Give all of the listing again word for word, with images excluded.

BEGIN

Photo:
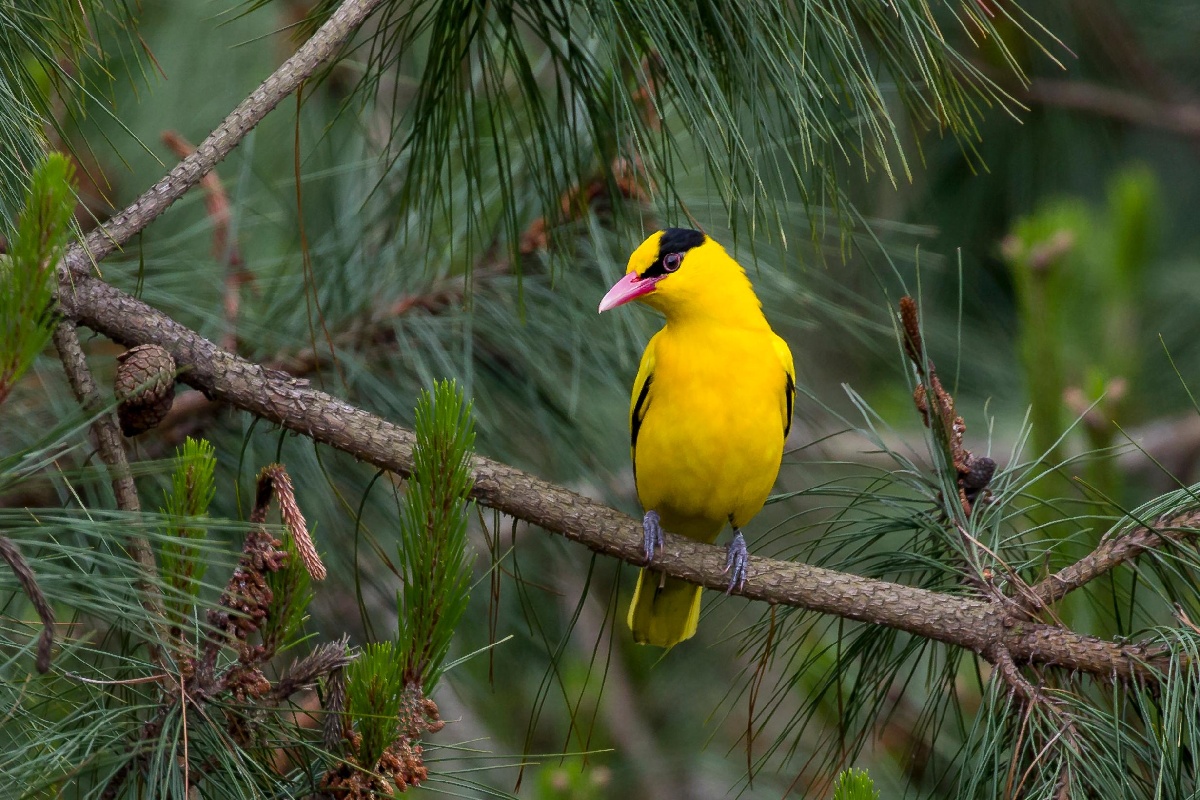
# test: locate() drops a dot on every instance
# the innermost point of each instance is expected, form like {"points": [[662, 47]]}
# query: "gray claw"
{"points": [[652, 535], [737, 558]]}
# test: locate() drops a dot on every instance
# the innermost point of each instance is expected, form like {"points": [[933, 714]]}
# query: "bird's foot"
{"points": [[652, 535], [737, 558]]}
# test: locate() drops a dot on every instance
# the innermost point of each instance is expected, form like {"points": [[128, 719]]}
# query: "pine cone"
{"points": [[144, 388]]}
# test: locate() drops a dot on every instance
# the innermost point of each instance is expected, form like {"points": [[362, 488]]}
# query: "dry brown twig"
{"points": [[245, 608], [11, 554], [225, 246]]}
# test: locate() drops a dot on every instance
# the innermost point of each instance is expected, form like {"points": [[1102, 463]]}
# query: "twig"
{"points": [[291, 403], [1109, 554], [11, 554], [112, 452], [225, 246], [299, 67]]}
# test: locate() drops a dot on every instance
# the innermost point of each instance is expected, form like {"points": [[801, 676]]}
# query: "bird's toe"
{"points": [[737, 558], [652, 535]]}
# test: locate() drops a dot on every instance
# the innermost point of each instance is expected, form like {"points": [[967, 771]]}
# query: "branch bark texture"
{"points": [[292, 403], [187, 173]]}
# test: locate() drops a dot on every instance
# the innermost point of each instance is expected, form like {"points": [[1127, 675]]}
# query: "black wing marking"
{"points": [[790, 391], [635, 419]]}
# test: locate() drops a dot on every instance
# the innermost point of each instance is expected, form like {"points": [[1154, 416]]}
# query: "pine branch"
{"points": [[961, 621], [187, 173]]}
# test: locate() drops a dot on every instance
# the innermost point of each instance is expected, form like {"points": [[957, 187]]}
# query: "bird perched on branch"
{"points": [[711, 409]]}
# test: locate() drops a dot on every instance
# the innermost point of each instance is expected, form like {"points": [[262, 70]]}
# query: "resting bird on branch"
{"points": [[711, 409]]}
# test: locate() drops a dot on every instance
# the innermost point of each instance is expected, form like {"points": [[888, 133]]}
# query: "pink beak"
{"points": [[628, 288]]}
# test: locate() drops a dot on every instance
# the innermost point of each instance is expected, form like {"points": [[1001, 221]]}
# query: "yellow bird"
{"points": [[711, 409]]}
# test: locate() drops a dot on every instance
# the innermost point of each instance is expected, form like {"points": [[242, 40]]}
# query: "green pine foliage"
{"points": [[185, 505], [27, 272], [433, 557], [375, 689], [855, 785]]}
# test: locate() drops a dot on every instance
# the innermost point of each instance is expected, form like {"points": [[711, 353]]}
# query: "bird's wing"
{"points": [[785, 358], [641, 398]]}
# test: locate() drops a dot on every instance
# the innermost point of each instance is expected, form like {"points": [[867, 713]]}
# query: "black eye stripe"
{"points": [[675, 242]]}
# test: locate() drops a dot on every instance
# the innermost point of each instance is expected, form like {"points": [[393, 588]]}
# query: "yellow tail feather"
{"points": [[666, 614]]}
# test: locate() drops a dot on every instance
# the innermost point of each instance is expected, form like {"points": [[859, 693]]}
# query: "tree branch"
{"points": [[1110, 553], [187, 173], [280, 398]]}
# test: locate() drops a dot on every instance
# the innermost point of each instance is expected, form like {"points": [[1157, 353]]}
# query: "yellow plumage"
{"points": [[709, 411]]}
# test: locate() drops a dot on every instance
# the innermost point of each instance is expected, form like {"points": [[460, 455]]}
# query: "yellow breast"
{"points": [[711, 441]]}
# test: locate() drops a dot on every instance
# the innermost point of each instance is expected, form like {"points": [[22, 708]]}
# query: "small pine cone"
{"points": [[144, 388]]}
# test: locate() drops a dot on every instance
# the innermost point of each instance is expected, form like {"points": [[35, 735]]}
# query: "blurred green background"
{"points": [[1053, 253]]}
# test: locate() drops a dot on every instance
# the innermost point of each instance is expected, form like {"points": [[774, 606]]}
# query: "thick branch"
{"points": [[303, 65], [291, 403], [1111, 553]]}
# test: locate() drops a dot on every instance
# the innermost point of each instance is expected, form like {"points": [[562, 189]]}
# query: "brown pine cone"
{"points": [[144, 388]]}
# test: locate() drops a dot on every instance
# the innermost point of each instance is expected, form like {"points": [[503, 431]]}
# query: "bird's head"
{"points": [[682, 272]]}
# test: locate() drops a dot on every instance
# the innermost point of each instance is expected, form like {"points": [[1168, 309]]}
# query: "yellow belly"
{"points": [[709, 446]]}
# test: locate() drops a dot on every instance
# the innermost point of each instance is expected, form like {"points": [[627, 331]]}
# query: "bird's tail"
{"points": [[664, 612]]}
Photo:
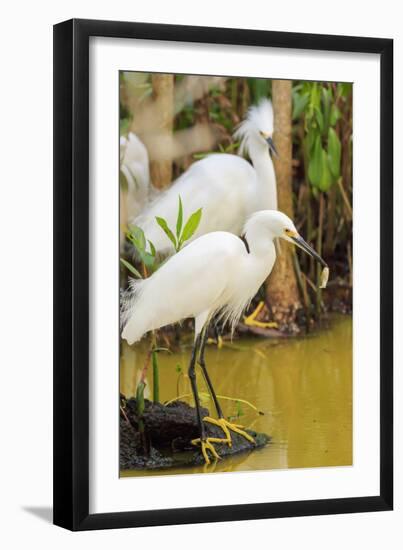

END

## [SOLUTION]
Photo:
# test: locate() drops a dot on every instance
# the innermost point of each instance is expected, form like {"points": [[662, 47]]}
# query: "gray claw"
{"points": [[652, 535], [737, 558]]}
# test: locate() drops a dot on every instance
# the innermost point of each instance is expected, form like {"points": [[933, 714]]}
# query: "bird's foot"
{"points": [[652, 535], [737, 558]]}
# test: locate() drops a dot on every instance
# the innermost point of each instance is expected, form like {"points": [[128, 719]]}
# query: "pine cone"
{"points": [[144, 388]]}
# test: locate() drops a dot on every instance
# the innermost point of each instance is expected, form like {"points": [[362, 488]]}
# query: "dry brown twig"
{"points": [[245, 608], [11, 554], [225, 246]]}
# test: locate() drops a dot on every instance
# the innermost point of each instance is expected, form like {"points": [[1102, 463]]}
# query: "twig"
{"points": [[291, 403], [1109, 554], [11, 554], [112, 452], [225, 246], [299, 67]]}
# test: locate() drops a dot on every instance
# the innermost point of each instance is expected, form like {"points": [[801, 676]]}
# query: "bird's toe"
{"points": [[737, 558], [652, 535]]}
# test: locate() drops a dot on every instance
# the innermost point of each instance is expected, form like {"points": [[967, 771]]}
# query: "branch bark texture"
{"points": [[292, 403], [187, 173]]}
# test: locate() drops a dot on every instance
# the innermost point of each instance is expected, form like {"points": [[1127, 675]]}
# query: "black wing marking"
{"points": [[790, 391], [635, 419]]}
# test: locate() drops a dot on every instance
# the innermost point of each instance is expected, form like {"points": [[1154, 416]]}
# query: "pine branch"
{"points": [[961, 621], [187, 173]]}
# test: locate() drops a dot on every instance
# the innermost point of each instance is expected, form like {"points": [[957, 187]]}
# query: "bird perched on branch"
{"points": [[711, 409]]}
# test: locate() drops a dot on every instance
# the innermost point of each instance is expected, form like {"points": [[262, 70]]}
# query: "resting bird on branch"
{"points": [[711, 409]]}
# test: locate() drops a dot on every instance
# the innermost point of each instance is expected, form like {"points": [[888, 133]]}
# query: "pink beak"
{"points": [[628, 288]]}
# test: locate() drops a dot on every instance
# the innermost point of each instance is expected, form like {"points": [[1001, 221]]}
# query: "yellow bird"
{"points": [[711, 409]]}
# test: locate() drops a dot on every instance
# the innermost point of each instance is expected, form like {"points": [[242, 40]]}
# query: "green pine foliage"
{"points": [[185, 505], [27, 272], [433, 557], [375, 689], [855, 785]]}
# test: locate() drops a dot on every instance
# the innermost point of each instance is expected, form like {"points": [[711, 353]]}
# query: "bird's wing"
{"points": [[785, 358], [641, 398]]}
# test: locate() drops a dot on every instance
# the innermost point of each instance is expected, form like {"points": [[867, 713]]}
# query: "black eye stripe"
{"points": [[675, 242]]}
# test: locate() drops a dot on every instance
# the innermost point of each instance is expected, form like {"points": [[393, 588]]}
# query: "yellow tail feather"
{"points": [[666, 614]]}
# test: locate() drops a dot on every instance
# the innermost point of each instance is expected, form like {"points": [[859, 693]]}
# query: "tree branch"
{"points": [[1110, 553], [187, 173], [280, 398]]}
# test: locate() drops a dot on every instance
# the innermost point of each instance is expected, form like {"points": [[1157, 353]]}
# query: "yellow plumage"
{"points": [[709, 411]]}
# test: locate() drops a dot on every instance
# the innermost point of each instance is expected, form like {"points": [[460, 455]]}
# query: "yellow breast"
{"points": [[711, 441]]}
# test: locate() drops a dot on every instance
# the innermost point of each instance is expected, form like {"points": [[22, 708]]}
# query: "small pine cone"
{"points": [[144, 388]]}
# test: locate() drops a dot on every instance
# the innermost point of each instance is expected, form like {"points": [[35, 735]]}
# query: "blurred green background"
{"points": [[1053, 253]]}
# test: locate() drops a dot on every instance
# the innermost point of each instance is expected, form like {"points": [[774, 606]]}
# query: "thick branch"
{"points": [[303, 65], [291, 403], [1111, 553]]}
# test: locate() drops a dot on every instance
# the innermost point of each instance is expected, form like {"points": [[562, 189]]}
# query: "brown pine cone"
{"points": [[144, 388]]}
# test: locate() drops a dot on every instance
# the innermost point of each instance is expected, form like {"points": [[503, 431]]}
# query: "bird's head"
{"points": [[682, 272]]}
# test: locate() drops a dot on every instance
# the innermost point of each instance is expected, form like {"points": [[1168, 309]]}
# query: "yellow belly"
{"points": [[709, 446]]}
# test: locate() drops a dot on every instance
# the innermost point of each instance is expected, form like {"points": [[627, 331]]}
# query: "bird's tail"
{"points": [[664, 612]]}
Photo:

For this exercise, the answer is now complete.